» TASK STATEMENT: Within the records that follow, count the lines containing the string "beak". Reply only with the count.

» ENTRIES PROVIDED:
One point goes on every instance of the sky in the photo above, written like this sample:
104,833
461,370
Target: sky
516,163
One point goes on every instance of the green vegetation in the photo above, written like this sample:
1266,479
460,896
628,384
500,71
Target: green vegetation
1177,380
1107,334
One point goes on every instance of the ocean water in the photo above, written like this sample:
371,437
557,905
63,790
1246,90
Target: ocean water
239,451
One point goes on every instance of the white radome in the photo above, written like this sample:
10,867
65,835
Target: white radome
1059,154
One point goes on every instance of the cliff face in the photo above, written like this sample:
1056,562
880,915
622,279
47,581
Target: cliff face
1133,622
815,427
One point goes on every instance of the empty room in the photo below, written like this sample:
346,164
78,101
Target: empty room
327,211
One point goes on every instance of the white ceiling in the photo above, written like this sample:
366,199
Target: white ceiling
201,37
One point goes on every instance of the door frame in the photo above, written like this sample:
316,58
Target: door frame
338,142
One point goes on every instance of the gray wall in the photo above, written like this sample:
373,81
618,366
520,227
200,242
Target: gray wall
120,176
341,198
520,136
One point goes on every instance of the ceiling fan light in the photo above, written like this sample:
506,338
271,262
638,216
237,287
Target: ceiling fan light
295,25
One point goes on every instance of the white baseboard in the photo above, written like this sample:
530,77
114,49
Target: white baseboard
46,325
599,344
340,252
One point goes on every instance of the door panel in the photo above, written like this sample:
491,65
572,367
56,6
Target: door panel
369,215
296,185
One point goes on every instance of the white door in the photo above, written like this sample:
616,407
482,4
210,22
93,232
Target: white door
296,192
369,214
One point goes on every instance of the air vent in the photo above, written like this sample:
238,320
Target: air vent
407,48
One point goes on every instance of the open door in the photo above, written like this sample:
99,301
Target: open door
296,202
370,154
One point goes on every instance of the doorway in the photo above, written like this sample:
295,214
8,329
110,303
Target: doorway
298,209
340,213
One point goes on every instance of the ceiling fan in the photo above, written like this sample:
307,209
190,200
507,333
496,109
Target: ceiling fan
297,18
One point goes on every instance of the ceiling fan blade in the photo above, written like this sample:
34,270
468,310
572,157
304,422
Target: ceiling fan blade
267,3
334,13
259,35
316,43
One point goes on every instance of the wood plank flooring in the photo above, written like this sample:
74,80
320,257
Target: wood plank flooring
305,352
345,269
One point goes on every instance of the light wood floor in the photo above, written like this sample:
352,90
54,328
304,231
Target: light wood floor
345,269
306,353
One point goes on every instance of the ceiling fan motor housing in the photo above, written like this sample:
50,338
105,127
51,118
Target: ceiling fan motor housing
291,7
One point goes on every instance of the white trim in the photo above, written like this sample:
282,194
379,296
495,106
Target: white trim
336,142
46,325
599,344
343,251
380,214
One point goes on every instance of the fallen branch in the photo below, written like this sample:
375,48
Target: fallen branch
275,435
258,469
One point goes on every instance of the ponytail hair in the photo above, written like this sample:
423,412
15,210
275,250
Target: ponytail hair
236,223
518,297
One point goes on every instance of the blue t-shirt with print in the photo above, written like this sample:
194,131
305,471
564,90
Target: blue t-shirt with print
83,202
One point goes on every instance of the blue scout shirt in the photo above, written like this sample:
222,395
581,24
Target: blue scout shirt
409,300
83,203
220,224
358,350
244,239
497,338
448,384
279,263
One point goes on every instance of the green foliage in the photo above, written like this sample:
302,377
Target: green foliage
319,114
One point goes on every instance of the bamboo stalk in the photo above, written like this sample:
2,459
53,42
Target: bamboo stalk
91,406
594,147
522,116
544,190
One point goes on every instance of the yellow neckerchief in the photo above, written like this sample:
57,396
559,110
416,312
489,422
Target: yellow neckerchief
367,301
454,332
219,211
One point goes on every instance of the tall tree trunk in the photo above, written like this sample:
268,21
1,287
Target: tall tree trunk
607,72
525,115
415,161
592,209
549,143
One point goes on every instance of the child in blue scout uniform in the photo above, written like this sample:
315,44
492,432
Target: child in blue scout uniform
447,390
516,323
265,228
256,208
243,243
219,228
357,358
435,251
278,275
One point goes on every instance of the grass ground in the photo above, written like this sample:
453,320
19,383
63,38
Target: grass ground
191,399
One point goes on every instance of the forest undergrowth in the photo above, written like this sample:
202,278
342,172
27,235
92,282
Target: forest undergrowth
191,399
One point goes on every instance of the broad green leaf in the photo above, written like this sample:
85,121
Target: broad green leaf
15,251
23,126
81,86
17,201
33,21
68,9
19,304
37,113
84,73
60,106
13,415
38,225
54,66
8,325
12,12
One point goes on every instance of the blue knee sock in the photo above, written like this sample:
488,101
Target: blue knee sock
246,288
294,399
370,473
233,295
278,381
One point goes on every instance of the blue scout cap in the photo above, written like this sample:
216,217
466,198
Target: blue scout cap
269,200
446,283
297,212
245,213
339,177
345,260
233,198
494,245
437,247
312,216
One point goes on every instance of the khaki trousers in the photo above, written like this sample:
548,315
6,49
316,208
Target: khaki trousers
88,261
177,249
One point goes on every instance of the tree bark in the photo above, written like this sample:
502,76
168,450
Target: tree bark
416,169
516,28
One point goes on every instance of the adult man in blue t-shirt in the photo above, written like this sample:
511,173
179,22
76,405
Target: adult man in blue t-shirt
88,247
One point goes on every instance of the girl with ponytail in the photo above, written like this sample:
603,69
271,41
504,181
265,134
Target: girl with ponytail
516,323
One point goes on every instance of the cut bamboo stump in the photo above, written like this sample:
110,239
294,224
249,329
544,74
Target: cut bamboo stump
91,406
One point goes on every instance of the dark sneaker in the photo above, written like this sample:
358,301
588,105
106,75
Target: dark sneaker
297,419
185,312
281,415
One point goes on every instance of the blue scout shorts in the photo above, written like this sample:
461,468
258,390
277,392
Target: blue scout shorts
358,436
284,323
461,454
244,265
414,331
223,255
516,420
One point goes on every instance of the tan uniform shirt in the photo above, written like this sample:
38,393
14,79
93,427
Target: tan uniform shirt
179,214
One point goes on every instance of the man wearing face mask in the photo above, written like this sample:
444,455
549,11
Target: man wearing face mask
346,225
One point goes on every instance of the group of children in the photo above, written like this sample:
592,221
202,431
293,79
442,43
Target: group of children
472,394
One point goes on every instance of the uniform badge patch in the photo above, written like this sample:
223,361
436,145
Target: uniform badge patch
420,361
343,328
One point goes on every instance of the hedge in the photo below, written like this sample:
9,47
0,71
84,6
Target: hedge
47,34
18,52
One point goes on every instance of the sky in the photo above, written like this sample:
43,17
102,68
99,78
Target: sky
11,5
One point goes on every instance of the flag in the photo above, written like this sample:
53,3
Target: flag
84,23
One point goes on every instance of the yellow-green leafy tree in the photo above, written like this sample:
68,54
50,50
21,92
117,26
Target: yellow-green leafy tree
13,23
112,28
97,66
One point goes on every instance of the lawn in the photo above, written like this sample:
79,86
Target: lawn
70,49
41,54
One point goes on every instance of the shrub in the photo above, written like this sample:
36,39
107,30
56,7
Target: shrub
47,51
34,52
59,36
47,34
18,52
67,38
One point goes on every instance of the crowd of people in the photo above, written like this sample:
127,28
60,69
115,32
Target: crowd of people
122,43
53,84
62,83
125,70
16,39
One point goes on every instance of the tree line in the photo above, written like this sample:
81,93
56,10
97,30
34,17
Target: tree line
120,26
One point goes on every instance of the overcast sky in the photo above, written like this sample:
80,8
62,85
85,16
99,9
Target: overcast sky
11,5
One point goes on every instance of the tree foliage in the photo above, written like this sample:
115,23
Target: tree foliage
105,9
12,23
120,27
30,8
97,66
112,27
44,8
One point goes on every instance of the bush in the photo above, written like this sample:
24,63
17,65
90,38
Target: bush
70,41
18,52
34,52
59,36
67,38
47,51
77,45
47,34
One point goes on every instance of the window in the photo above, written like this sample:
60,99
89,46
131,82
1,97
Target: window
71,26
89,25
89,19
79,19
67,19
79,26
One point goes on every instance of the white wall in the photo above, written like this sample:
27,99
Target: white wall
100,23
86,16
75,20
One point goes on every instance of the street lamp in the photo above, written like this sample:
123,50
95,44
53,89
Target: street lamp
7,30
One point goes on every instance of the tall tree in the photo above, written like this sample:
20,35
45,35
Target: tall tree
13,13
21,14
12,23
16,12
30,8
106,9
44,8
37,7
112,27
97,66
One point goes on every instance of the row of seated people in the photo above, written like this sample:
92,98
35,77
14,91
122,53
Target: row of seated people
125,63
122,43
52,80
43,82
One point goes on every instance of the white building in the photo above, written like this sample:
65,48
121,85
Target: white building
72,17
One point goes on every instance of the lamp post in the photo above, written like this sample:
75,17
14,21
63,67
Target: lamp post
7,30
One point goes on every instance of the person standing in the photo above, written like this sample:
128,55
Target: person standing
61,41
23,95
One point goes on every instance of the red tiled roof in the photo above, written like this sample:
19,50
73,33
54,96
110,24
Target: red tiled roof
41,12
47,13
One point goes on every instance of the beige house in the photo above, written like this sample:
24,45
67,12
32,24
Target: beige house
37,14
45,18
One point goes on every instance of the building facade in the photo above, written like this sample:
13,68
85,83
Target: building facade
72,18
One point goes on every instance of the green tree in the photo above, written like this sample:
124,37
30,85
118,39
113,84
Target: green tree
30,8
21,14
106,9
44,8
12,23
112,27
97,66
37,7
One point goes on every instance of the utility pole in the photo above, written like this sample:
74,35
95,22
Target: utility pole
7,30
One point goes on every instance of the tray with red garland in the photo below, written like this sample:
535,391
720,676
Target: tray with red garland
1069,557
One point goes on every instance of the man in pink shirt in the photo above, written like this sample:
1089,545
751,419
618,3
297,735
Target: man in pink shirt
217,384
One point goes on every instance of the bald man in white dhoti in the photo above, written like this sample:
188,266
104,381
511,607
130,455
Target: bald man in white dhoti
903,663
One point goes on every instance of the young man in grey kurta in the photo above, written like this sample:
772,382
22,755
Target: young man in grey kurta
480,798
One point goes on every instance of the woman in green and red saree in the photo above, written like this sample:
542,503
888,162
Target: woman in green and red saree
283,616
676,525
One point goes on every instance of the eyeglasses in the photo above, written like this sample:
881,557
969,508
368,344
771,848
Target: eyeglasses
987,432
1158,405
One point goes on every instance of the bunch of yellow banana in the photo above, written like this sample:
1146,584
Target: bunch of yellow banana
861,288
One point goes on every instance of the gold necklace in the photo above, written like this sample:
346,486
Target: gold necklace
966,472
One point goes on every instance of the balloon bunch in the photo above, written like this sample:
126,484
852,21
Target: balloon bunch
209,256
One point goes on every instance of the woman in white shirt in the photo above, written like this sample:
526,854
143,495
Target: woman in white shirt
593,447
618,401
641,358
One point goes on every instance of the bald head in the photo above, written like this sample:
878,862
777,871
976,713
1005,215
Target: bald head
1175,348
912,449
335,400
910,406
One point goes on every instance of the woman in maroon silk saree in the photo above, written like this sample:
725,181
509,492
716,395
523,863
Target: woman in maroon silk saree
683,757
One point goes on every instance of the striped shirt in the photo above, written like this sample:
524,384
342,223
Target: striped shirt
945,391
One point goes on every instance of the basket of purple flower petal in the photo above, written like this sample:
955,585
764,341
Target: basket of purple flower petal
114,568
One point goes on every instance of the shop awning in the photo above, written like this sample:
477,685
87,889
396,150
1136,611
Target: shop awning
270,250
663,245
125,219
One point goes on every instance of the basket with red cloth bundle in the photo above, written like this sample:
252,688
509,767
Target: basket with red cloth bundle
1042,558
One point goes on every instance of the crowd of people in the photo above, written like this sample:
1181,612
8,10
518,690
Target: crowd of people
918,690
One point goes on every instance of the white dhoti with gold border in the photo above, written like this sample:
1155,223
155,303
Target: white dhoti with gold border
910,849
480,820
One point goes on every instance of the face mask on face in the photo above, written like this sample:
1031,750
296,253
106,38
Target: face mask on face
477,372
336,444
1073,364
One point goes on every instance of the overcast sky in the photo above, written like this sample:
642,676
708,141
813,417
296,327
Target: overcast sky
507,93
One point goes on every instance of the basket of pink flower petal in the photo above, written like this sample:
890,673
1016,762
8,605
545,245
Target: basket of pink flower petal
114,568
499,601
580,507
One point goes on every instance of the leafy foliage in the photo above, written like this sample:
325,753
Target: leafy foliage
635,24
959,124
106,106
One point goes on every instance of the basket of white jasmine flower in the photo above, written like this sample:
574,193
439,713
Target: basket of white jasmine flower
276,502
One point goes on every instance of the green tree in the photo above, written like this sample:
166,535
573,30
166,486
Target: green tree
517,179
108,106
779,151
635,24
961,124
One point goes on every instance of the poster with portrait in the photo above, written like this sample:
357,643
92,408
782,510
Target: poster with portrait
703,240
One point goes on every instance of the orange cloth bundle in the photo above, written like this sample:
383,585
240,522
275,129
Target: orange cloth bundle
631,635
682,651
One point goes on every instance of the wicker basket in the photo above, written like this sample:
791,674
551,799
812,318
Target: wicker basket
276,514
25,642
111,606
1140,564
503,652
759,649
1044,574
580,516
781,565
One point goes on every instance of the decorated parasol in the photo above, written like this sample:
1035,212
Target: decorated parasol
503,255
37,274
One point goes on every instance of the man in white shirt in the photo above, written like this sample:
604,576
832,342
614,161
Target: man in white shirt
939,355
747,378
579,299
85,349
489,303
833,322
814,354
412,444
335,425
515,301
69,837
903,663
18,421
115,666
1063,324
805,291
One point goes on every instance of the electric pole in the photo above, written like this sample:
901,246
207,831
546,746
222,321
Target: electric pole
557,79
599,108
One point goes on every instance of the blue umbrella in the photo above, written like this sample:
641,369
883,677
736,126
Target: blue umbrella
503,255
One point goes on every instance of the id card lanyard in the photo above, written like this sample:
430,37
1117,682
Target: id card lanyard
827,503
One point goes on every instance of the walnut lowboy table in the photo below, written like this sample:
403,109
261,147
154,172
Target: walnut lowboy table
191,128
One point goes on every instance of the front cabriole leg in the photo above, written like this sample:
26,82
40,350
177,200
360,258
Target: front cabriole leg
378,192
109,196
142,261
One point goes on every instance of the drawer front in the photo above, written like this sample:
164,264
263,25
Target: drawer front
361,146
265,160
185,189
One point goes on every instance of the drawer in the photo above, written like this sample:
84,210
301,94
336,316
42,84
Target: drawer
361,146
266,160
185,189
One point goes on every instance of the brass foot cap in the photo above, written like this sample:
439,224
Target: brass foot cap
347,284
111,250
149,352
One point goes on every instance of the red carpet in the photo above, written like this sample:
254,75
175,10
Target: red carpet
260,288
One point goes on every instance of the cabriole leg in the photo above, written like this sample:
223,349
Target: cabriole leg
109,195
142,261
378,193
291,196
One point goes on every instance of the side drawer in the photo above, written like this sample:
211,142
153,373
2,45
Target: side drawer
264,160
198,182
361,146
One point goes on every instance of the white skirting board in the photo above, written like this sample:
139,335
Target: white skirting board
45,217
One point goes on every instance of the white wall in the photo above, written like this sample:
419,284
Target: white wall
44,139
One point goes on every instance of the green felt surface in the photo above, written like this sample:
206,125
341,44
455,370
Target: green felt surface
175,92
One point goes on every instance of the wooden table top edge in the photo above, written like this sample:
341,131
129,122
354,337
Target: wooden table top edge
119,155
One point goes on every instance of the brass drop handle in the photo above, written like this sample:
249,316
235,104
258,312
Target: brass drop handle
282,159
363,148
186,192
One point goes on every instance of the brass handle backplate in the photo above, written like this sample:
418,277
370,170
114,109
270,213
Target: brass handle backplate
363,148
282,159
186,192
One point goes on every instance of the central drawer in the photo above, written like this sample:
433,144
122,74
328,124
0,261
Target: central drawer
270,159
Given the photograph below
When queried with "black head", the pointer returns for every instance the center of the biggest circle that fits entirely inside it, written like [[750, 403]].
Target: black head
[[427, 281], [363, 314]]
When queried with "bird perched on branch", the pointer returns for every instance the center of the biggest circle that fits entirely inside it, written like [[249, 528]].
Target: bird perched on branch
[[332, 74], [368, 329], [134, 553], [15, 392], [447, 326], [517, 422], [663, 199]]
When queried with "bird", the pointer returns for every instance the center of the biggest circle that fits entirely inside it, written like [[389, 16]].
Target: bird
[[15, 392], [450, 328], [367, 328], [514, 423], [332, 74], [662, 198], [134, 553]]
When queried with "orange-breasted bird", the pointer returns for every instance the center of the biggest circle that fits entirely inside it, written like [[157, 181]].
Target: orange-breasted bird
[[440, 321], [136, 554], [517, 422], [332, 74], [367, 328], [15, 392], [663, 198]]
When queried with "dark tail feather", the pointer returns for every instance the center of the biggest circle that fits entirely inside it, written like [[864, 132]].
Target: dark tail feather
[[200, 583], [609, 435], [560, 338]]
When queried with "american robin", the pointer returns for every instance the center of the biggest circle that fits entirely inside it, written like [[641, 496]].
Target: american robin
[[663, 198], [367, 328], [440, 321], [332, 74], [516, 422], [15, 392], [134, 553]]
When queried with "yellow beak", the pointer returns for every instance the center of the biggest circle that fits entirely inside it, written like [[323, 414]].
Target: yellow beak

» SOLUTION FOR THIS TASK: 2